* _WHAT THE EXERCISE ASKS_: Where an entry holds an image, leave the image out; otherwise reproduce the entry exactly.
***
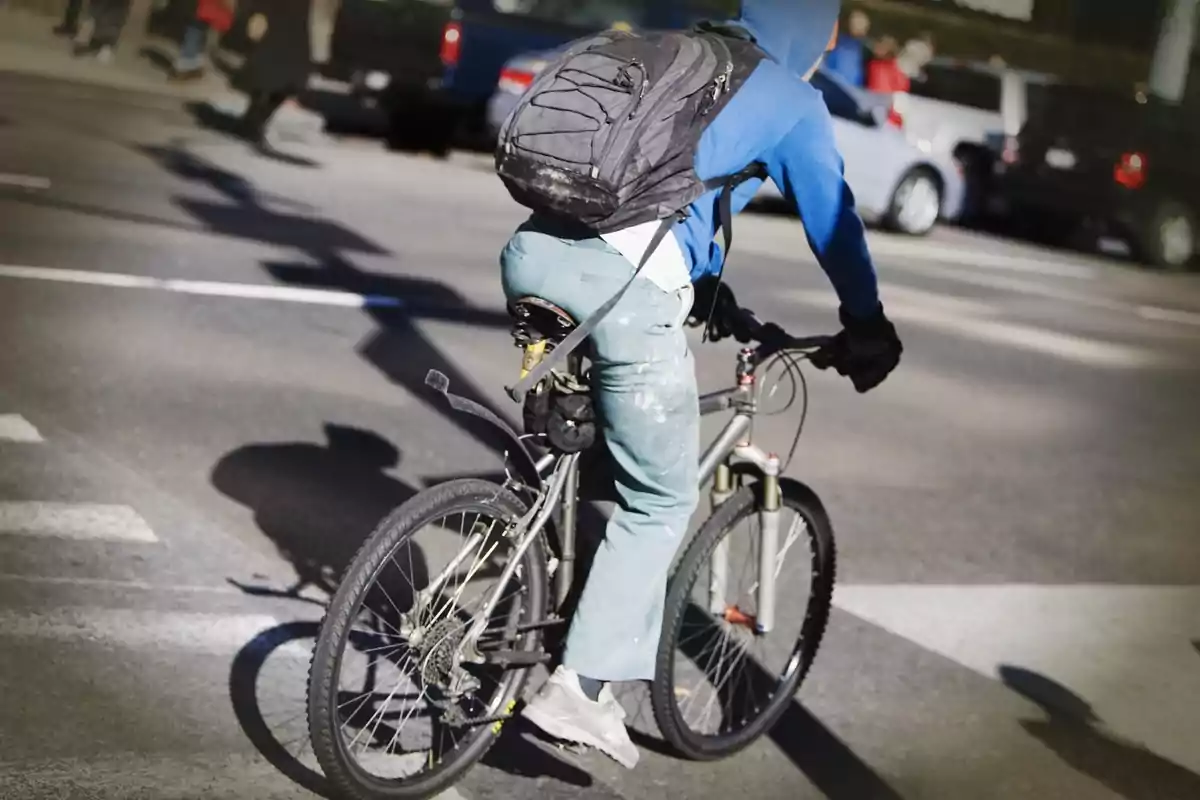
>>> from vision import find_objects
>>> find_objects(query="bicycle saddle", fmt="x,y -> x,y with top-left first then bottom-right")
509,296 -> 578,346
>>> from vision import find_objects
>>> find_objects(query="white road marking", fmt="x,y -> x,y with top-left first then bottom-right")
1137,305 -> 1200,327
0,572 -> 242,594
0,608 -> 306,656
0,173 -> 51,190
0,264 -> 403,308
886,262 -> 1200,330
866,235 -> 1100,280
788,289 -> 1163,369
0,413 -> 43,442
834,584 -> 1200,773
0,502 -> 158,543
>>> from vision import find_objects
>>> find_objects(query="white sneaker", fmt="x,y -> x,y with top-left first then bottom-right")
522,666 -> 640,769
96,46 -> 114,64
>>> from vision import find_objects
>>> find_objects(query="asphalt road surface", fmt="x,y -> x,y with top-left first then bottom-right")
1,72 -> 1199,800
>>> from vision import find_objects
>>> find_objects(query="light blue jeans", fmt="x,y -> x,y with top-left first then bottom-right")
500,217 -> 699,682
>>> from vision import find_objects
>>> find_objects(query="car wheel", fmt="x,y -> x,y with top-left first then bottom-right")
385,104 -> 454,158
886,168 -> 942,236
1138,201 -> 1195,271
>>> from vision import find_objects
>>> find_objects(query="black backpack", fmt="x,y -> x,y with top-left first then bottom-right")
496,23 -> 768,401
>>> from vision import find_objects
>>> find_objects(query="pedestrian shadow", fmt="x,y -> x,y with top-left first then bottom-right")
139,143 -> 320,214
212,423 -> 420,596
136,45 -> 177,77
183,100 -> 248,139
138,144 -> 519,463
999,664 -> 1200,799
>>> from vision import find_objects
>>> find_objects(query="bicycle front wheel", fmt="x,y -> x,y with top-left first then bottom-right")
308,479 -> 548,800
651,477 -> 836,761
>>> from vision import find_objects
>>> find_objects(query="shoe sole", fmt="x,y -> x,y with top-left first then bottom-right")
522,703 -> 639,769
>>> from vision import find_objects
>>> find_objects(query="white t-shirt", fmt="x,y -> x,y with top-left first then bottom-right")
600,220 -> 692,294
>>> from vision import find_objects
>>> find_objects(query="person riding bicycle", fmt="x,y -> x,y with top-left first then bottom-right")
499,0 -> 903,768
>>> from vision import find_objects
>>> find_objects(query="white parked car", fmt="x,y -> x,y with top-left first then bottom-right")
755,66 -> 965,236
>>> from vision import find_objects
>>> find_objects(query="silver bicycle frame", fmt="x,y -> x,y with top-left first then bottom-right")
453,370 -> 788,661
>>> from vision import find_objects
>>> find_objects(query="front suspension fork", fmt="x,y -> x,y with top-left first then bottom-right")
707,455 -> 782,635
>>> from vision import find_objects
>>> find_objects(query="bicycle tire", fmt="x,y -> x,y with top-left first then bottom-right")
651,477 -> 836,761
308,478 -> 548,800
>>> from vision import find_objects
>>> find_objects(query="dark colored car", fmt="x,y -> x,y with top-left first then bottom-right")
994,83 -> 1199,270
323,0 -> 734,155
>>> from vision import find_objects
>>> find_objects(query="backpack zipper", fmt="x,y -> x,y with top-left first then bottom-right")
593,34 -> 723,183
591,57 -> 649,179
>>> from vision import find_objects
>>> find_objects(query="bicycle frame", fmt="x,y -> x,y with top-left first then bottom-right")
423,346 -> 789,667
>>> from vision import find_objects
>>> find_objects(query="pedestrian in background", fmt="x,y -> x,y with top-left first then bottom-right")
824,8 -> 871,87
897,31 -> 935,79
866,35 -> 910,95
172,0 -> 235,81
232,0 -> 313,145
70,0 -> 130,63
52,0 -> 86,39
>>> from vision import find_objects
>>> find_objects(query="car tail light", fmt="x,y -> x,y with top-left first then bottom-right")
498,67 -> 535,94
1114,151 -> 1147,189
440,22 -> 462,66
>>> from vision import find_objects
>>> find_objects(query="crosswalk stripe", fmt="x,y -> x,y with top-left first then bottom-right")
0,608 -> 305,656
0,414 -> 43,442
0,502 -> 158,542
833,584 -> 1200,774
0,754 -> 308,797
0,755 -> 471,799
0,572 -> 243,594
787,289 -> 1164,369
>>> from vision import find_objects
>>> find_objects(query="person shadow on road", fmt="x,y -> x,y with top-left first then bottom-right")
1000,664 -> 1200,799
212,422 -> 421,598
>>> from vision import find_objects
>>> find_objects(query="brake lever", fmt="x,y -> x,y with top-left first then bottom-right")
808,340 -> 838,371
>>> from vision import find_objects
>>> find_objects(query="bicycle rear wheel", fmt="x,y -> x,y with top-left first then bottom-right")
307,479 -> 548,800
651,477 -> 836,760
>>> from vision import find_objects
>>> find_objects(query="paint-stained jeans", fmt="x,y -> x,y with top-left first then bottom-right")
500,217 -> 699,682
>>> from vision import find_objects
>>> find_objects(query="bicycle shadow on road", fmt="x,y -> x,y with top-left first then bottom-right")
623,602 -> 904,800
999,664 -> 1200,799
228,619 -> 595,800
230,620 -> 333,798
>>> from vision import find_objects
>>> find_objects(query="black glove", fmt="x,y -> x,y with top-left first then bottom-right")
812,304 -> 902,393
688,276 -> 755,343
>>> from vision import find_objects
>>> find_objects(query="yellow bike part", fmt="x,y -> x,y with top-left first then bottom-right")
520,340 -> 547,379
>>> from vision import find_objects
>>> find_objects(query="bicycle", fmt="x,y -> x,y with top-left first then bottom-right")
306,294 -> 840,800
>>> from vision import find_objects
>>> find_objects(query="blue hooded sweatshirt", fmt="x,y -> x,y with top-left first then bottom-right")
676,0 -> 880,319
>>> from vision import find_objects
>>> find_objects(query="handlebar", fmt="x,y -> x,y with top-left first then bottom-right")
734,308 -> 835,363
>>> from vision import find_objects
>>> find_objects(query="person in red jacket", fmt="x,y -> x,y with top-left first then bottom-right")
172,0 -> 234,80
866,35 -> 910,95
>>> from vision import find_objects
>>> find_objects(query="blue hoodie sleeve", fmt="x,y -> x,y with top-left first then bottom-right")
764,104 -> 881,319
***
* _EXERCISE OUTPUT_:
>>> from vision import find_objects
>>> find_objects(query="bicycle saddle", fmt="x,y -> x,y with top-left first then bottom-right")
509,296 -> 578,346
>>> from vision import find_objects
>>> find_objects(query="white road marking", fmt="x,y -> x,y with top-left first then bottom-right")
1137,305 -> 1200,327
0,572 -> 242,594
0,608 -> 306,656
0,173 -> 51,190
0,264 -> 403,308
886,262 -> 1200,330
866,235 -> 1100,280
788,289 -> 1163,369
0,413 -> 43,442
834,584 -> 1200,773
0,502 -> 158,543
>>> from vision import find_objects
>>> find_objects(query="white sneaker", fmt="x,y -> x,y with top-left first then bottom-right")
522,666 -> 640,769
96,46 -> 114,64
>>> from vision import find_objects
>>> find_objects(query="asphalt road surface", fmt="x,y -> x,y with top-left first then bottom-right")
1,72 -> 1199,800
>>> from vision import find_objects
>>> find_objects(query="light blue jeans", fmt="x,y -> x,y with top-left first then bottom-right")
500,217 -> 699,682
>>> from vision import find_objects
>>> find_objects(query="car wheel", fmt="x,y -> x,y with top-left first then bottom-right")
385,104 -> 454,158
886,168 -> 942,236
1138,201 -> 1195,271
>>> from vision import find_objects
>>> find_objects(query="black backpack", fmt="x,y -> x,y with top-left first then bottom-right")
496,23 -> 768,401
>>> from vision import find_objects
>>> find_objects(query="pedestrian shadow", fmt="x,y -> x,y with top-left first then bottom-right")
139,143 -> 320,214
212,423 -> 420,596
136,45 -> 177,77
183,100 -> 248,139
138,144 -> 519,463
999,664 -> 1200,799
>>> from vision import find_objects
>>> find_objects(query="bicycle front wheel", fmt="x,y -> x,y with top-left first then bottom-right")
308,479 -> 548,800
651,477 -> 836,761
>>> from vision import find_objects
>>> find_objects(query="shoe sole", fmt="x,y -> x,y with top-left first then bottom-right")
522,703 -> 639,769
>>> from vision import find_objects
>>> find_objects(query="white t-shirt", fmt="x,y -> x,y with top-left first then bottom-right")
600,220 -> 692,294
>>> from vision import find_objects
>>> find_objects(query="person riding bicycle", fmt="x,y -> x,y with top-left first then bottom-right")
499,0 -> 903,768
>>> from vision import find_objects
>>> find_objects(query="white parked car", fmt="x,y -> x,y with top-left first then bottom-right")
755,66 -> 965,236
>>> from vision import find_objects
>>> find_objects(query="silver bicycle frame", fmt="x,y -> x,y with top-left first then bottom-right")
453,370 -> 788,661
>>> from vision import find_objects
>>> find_objects(query="front suspension fork", fmt="x,y -> x,y with top-left first then bottom-right")
707,455 -> 782,635
>>> from vision import find_objects
>>> find_objects(query="bicycle tire", fmt="x,y -> x,y with top-left first then bottom-right")
651,477 -> 836,761
308,478 -> 548,800
>>> from vision import find_objects
>>> find_objects(query="dark colored car", fmt="x,y -> x,y with top-left first then bottom-right")
994,83 -> 1199,270
323,0 -> 734,155
>>> from vision import find_objects
>>> find_objects(query="backpack zipper", fmt="x,y -> x,y with top-left first then bottom-right")
593,34 -> 723,183
591,57 -> 649,179
>>> from vision import find_objects
>>> find_objects(query="bicycle frame", fmt="x,y -> x,y with top-left first then bottom-right")
423,346 -> 789,667
>>> from vision import find_objects
>>> find_objects(query="pedestrian in background", fmt="x,y -> x,y with top-left first then bottom-right")
824,8 -> 871,87
897,31 -> 935,79
866,35 -> 910,95
172,0 -> 235,81
232,0 -> 313,145
70,0 -> 130,63
52,0 -> 86,39
>>> from vision import find_objects
>>> find_objects(query="car tail light", fmt="x,y -> x,y with top-left first then bottom-right")
498,67 -> 535,94
1114,151 -> 1147,189
440,22 -> 462,66
>>> from vision import find_objects
>>> find_objects(query="crosswalk stripe", fmt="x,y -> x,y with top-left first then bottom-right")
0,608 -> 305,656
0,414 -> 43,442
0,502 -> 158,542
833,584 -> 1200,774
0,754 -> 308,797
0,755 -> 471,799
0,572 -> 243,594
787,289 -> 1164,369
>>> from vision import find_objects
>>> find_objects(query="person shadow on road", fmt="x,y -> x,y with top-left first then bottom-right")
1000,664 -> 1200,799
212,422 -> 421,598
>>> from vision import find_objects
>>> find_objects(query="brake lever", fmt="x,y -> x,y with top-left first then bottom-right")
808,340 -> 838,371
>>> from vision import find_objects
>>> find_objects(query="bicycle rear wheel", fmt="x,y -> x,y with top-left first then bottom-right")
307,479 -> 548,800
651,477 -> 836,760
>>> from vision import find_objects
>>> find_objects(query="paint-stained jeans", fmt="x,y -> x,y with top-left first then bottom-right")
500,217 -> 699,682
>>> from vision import find_objects
>>> find_objects(query="bicycle shadow on road", fmt="x,y -> x,y with top-left first then bottom-right")
623,602 -> 904,800
999,664 -> 1200,799
228,619 -> 595,800
230,620 -> 333,798
>>> from vision import find_objects
>>> find_objects(query="black glove", fmt="x,y -> x,y with top-left first then bottom-right")
812,304 -> 902,393
688,276 -> 755,343
>>> from vision import find_objects
>>> find_objects(query="yellow bike part", fmt="x,y -> x,y with top-left first then bottom-right")
520,340 -> 547,379
>>> from vision import find_objects
>>> find_objects(query="bicycle", fmt="x,y -> x,y with top-left first then bottom-right")
306,294 -> 840,800
>>> from vision import find_objects
>>> find_objects(query="blue hooded sweatshirt", fmt="x,y -> x,y with top-left first then bottom-right")
676,0 -> 880,319
>>> from vision import find_objects
>>> find_objects(query="handlebar", fmt="x,y -> x,y with top-left first then bottom-right")
734,308 -> 835,363
>>> from vision import find_objects
>>> find_objects(query="person in red jacket", fmt="x,y -> x,y with top-left first then bottom-right")
172,0 -> 234,80
866,35 -> 910,95
>>> from vision import find_objects
>>> find_objects(query="blue hoodie sleeve", fmt="x,y -> x,y with top-left first then bottom-right")
764,104 -> 881,319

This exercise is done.